**Work to complete:**
1/ Rename "creator economy" to "influencer economy" in the part of the Portal A profile that opens with the words containing "The high influx" and closes with "co-founded in 2010.", and give that part back with the change.
2/ Please carry on the Portal A profile from the point where it stops.

══ Quoted text ══

Portal A: Ushering In A Creative Renaissance In Digital Content
Portal A co-founders Nate Houghteling, Kai Hasson, and Zach Blume

The high influx of brand dollars into the creator economy poses a simple yet fundamental question: are these partnerships merely media buys seeking eyeballs, or opportunities for genuine creative expression?

“Brands approaching the creator economy purely transactionally are missing out on the opportunity to partner with creators in a way that is lasting, authentic, and genuine to the audience,” asserts Zach Blume, President of Portal A, an award-winning social and creator content company he co-founded in 2010. 

While most agencies scramble to aggregate creator reach and optimize for impressions, Portal A has spent 15 years building a different approach. In an environment where short sponsored reads and logo placements have become standard fare, Portal A focuses on elevating the partnership through deeper brand storytelling, narrative, and craft.

Today, the company partners with major brands and platforms including Google, YouTube, Target, Lenovo, AT&T, and Snapchat to develop premium content with creators that transcends the limits of conventional advertising approaches. For its work in the social space, Portal A has been recognized as Campaign’s Brand Entertainment Agency of the Year, Digiday’s Video Agency of the Year, and the Streamy Awards Agency of the Year.

“For a half century, there had been a system in place for how brands and networks created advertising and entertainment,” Zach explains. “When we got our start, it was just intuitive for us that we had to try something different and that the way agencies and production companies had been creating for traditional media would not be applicable for spaces like YouTube.” 

This insight drove Portal A to reimagine the entire production process for digital environments—beginning with the fragmented agency model itself.

Portal A reel

Solving Fragmentation Through Integration

Portal A’s holistic approach addresses a critical inefficiency that still plagues much of the industry: the fragmentation of the creative process across multiple specialized agencies.

“Traditionally in the brand world, you have a creative agency that then hires a production company that then hires a post house, that then hires a media agency that hires a talent agency,” Zach details. “There ends up being 50 people on a call because so many players are involved. Seven different agencies, overhead across all, and the budgets spiral out of control.”

To streamline this convoluted process, Portal A has built an integrated model across its team of 40 handling all aspects of content creation in-house: creative development, content production, talent management, digital strategy, design and graphics, and post-production. This model allows them to maintain quality control throughout the process while reducing the bloat often accompanying multi-agency collaborations.

“We have a team of creatives who are all trained directors themselves,” Zach says. “We have an in-house production team that produces at any scale. Our in-house talent team works directly with all the creators we partner with, sources talent deals, and manages their participation. Our strategy team also uses insights and best practices to inform our creative process. All parts of the creative process are handled entirely through our in-house team.”

Portal A: Ushering In A Creative Renaissance In Digital Content
Portal A’s leadership team in Los Angeles

The only aspect Portal A typically doesn’t manage is media buying, which Zach notes is often unnecessary since distribution often happens naturally through the creators they partner with. This structural solution addresses the “how” of content creation, but Portal A’s vision extends beyond process efficiency to the very nature of creator content itself.

═══
══ Data provided ══

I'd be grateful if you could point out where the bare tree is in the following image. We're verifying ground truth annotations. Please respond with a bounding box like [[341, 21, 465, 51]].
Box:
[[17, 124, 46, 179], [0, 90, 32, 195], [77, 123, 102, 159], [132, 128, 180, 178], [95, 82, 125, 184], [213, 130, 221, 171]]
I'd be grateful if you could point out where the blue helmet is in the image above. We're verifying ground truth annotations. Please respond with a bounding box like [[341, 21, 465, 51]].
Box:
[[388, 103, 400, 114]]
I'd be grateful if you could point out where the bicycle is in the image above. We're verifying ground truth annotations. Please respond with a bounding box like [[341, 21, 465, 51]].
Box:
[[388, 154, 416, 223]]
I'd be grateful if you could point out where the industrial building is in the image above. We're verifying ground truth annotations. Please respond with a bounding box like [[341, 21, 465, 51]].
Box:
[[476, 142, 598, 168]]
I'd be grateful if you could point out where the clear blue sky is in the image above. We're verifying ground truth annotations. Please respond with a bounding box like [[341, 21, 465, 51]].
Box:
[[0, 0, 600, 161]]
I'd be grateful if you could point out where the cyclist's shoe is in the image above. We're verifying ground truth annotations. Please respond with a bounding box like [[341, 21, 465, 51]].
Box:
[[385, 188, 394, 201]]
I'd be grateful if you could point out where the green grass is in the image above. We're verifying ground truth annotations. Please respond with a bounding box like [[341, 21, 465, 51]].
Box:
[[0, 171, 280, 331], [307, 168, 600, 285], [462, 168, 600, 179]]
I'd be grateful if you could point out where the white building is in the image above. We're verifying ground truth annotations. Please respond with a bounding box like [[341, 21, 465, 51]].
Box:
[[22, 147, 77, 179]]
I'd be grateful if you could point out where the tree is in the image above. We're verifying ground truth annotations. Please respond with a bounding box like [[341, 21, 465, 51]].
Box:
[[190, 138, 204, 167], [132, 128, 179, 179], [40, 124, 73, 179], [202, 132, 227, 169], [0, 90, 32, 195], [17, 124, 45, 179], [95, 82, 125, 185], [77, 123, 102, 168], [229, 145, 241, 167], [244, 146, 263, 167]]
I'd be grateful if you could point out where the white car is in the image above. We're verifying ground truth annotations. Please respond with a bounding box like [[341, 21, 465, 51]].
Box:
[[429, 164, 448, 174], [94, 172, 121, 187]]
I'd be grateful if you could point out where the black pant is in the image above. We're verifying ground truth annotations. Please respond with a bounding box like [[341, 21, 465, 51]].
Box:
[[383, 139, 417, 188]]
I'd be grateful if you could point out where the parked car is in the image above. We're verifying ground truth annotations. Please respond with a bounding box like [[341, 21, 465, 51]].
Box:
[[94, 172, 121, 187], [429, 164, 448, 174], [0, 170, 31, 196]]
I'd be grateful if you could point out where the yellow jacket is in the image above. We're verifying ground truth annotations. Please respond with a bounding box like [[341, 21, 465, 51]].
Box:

═══

**Per-task outputs:**
1/
The high influx of brand dollars into the influencer economy poses a simple yet fundamental question: are these partnerships merely media buys seeking eyeballs, or opportunities for genuine creative expression?

“Brands approaching the influencer economy purely transactionally are missing out on the opportunity to partner with creators in a way that is lasting, authentic, and genuine to the audience,” asserts Zach Blume, President of Portal A, an award-winning social and creator content company he co-founded in 2010.

2/
Championing a Creative Renaissance

In addition to solving structural problems, Portal A advocates for a fundamental shift in how brands approach creator partnerships—away from pure scale and toward meaningful storytelling.

“I see a blossoming of creativity happening in our space again,” Zach observes. “I am starting to see signs of creative life again where brands are willing to take big swings and bet on this space. We’re partnering with creators like Gawx Art, incredible filmmakers making high-quality storytelling—I think there’s an appetite for that type of creativity coming back.”

This creative renaissance is particularly important as viewing habits shift. “YouTube is now watched on TVs more than on phones, and is watched more than Netflix on TVs. In other words, YouTube is TV.” Zach explains. “There’s an appetite for narrative storytelling, not just pranks and stunts and vlogs and brain rot.” This shift in viewing habits demands a corresponding breakthrough in how success is measured.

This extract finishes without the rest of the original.